_Task statement_
Report back each line of the data that contains the word "instance".

□ □ □ □ □

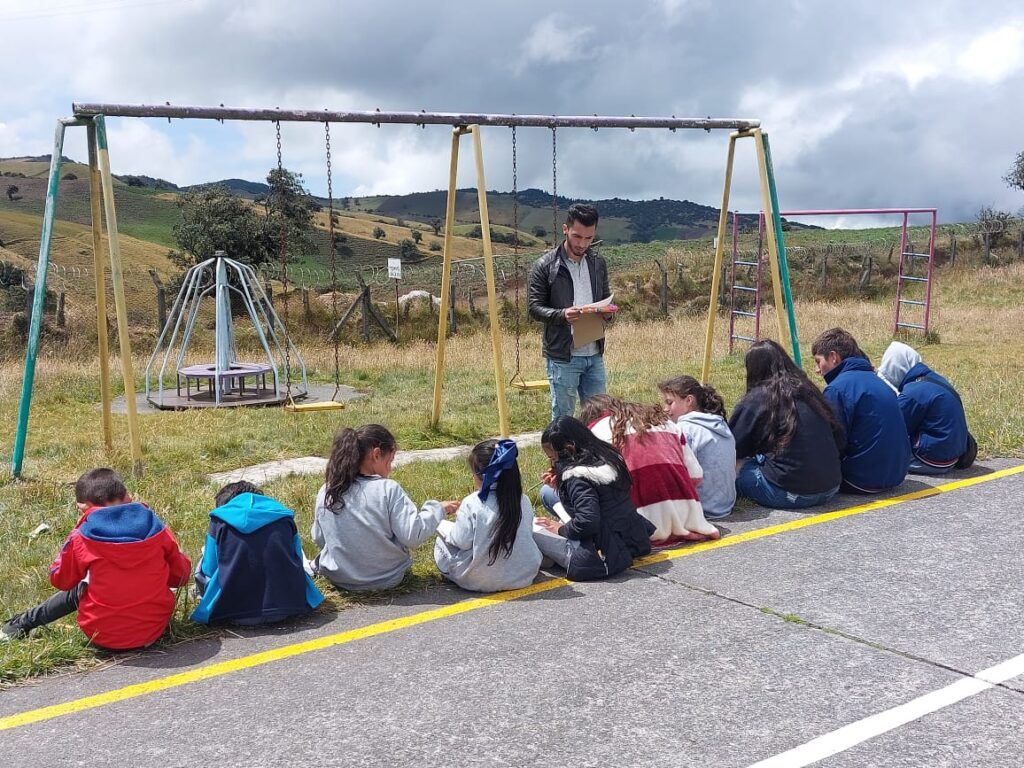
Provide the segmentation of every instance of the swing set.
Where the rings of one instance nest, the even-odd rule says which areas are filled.
[[[684,130],[728,130],[729,148],[726,160],[725,184],[722,192],[722,205],[718,221],[718,238],[715,248],[715,268],[712,277],[711,301],[708,311],[705,334],[704,356],[701,368],[701,379],[707,381],[710,374],[712,342],[714,339],[715,319],[717,316],[717,298],[721,267],[724,258],[727,222],[729,215],[729,195],[732,185],[732,170],[736,142],[739,139],[754,140],[757,154],[757,167],[760,179],[762,209],[767,212],[765,217],[766,239],[768,242],[769,260],[773,276],[776,307],[785,307],[787,328],[783,321],[783,312],[776,313],[778,335],[780,339],[790,341],[793,357],[799,363],[800,346],[797,338],[796,318],[793,312],[792,296],[789,285],[789,270],[786,262],[785,245],[779,216],[778,193],[775,186],[775,175],[772,169],[771,150],[768,135],[761,130],[760,121],[735,118],[677,118],[677,117],[629,117],[583,115],[515,115],[515,114],[474,114],[449,112],[382,112],[362,111],[344,112],[331,110],[282,110],[282,109],[243,109],[231,107],[195,107],[165,105],[131,105],[131,104],[73,104],[74,116],[57,121],[54,137],[54,148],[50,161],[49,180],[46,191],[46,206],[43,213],[42,233],[39,242],[39,260],[36,265],[35,294],[33,297],[31,320],[29,325],[28,345],[25,355],[25,373],[22,380],[21,399],[18,408],[18,422],[15,432],[14,450],[11,468],[15,477],[22,473],[25,444],[28,434],[28,420],[31,411],[32,389],[35,380],[36,359],[39,350],[39,338],[42,330],[43,305],[46,297],[46,278],[49,269],[50,246],[53,238],[54,219],[57,206],[61,157],[64,135],[67,128],[85,127],[87,130],[90,205],[92,214],[93,260],[96,276],[96,316],[97,336],[100,359],[100,395],[102,400],[102,430],[106,449],[113,449],[113,425],[111,415],[109,347],[107,339],[107,306],[105,279],[106,267],[103,263],[103,224],[106,223],[106,238],[110,262],[110,275],[113,285],[114,308],[117,318],[118,343],[121,358],[121,373],[125,392],[127,410],[128,436],[131,445],[133,471],[142,473],[142,442],[139,435],[138,413],[135,399],[135,371],[131,357],[131,345],[128,336],[128,316],[124,295],[124,278],[121,266],[121,254],[118,245],[117,215],[114,207],[113,176],[110,171],[110,156],[107,142],[106,118],[165,118],[200,119],[200,120],[245,120],[274,123],[277,139],[277,168],[283,172],[281,161],[281,123],[315,122],[325,127],[327,144],[327,183],[328,183],[328,229],[330,236],[330,266],[332,286],[332,312],[337,320],[337,263],[334,230],[334,203],[331,189],[330,166],[330,129],[332,123],[362,123],[381,125],[403,124],[425,127],[427,125],[451,126],[451,159],[449,164],[448,197],[445,216],[444,246],[442,251],[441,272],[441,306],[438,312],[437,346],[435,352],[434,387],[431,403],[430,423],[437,426],[441,420],[441,406],[444,385],[445,348],[448,331],[448,310],[451,301],[451,270],[453,259],[453,238],[455,227],[456,181],[460,142],[464,136],[471,136],[476,166],[477,205],[479,210],[481,239],[483,246],[484,272],[487,282],[488,320],[491,334],[492,363],[494,370],[495,399],[498,412],[498,431],[502,436],[510,434],[508,404],[505,393],[505,371],[502,355],[501,333],[498,319],[497,288],[494,273],[494,253],[491,246],[490,216],[487,208],[487,185],[484,177],[484,156],[481,142],[481,128],[504,127],[512,131],[512,175],[513,175],[513,257],[515,261],[515,340],[516,370],[509,379],[509,384],[517,389],[533,390],[547,387],[547,380],[527,381],[524,379],[520,366],[520,249],[519,249],[519,206],[518,206],[518,167],[516,157],[517,128],[546,128],[551,131],[552,147],[552,236],[557,242],[558,227],[558,193],[557,193],[557,132],[560,128],[588,128],[597,131],[601,128],[625,128],[635,131],[637,128],[659,128],[675,132]],[[105,214],[101,218],[102,214]],[[279,259],[281,278],[285,293],[288,288],[288,248],[286,226],[282,221],[280,227]],[[340,365],[337,331],[334,332],[334,379],[335,397],[326,403],[299,403],[292,397],[290,386],[291,359],[287,343],[288,302],[284,303],[285,341],[285,379],[287,387],[287,404],[290,411],[333,410],[343,407],[334,402],[340,389]]]

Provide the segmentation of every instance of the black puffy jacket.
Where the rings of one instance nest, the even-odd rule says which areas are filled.
[[[611,295],[608,286],[608,265],[593,249],[587,250],[590,266],[590,287],[594,301]],[[530,317],[544,323],[544,357],[568,362],[572,358],[572,331],[565,319],[565,310],[573,306],[572,275],[562,263],[562,246],[552,248],[530,267],[527,306]],[[604,354],[604,339],[597,342]]]
[[[581,545],[566,568],[573,581],[614,576],[650,553],[654,524],[636,511],[629,484],[610,464],[564,470],[558,498],[571,518],[558,534]]]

□ □ □ □ □

_Your solution_
Provide the segmentation of every instance of the swing set.
Where the rings of one instance nest, the even-odd rule says which areas are filled.
Provide the segmentation of every instance of the black puffy jacket.
Where the rings of one instance nest, the even-odd rule says which areas are filled.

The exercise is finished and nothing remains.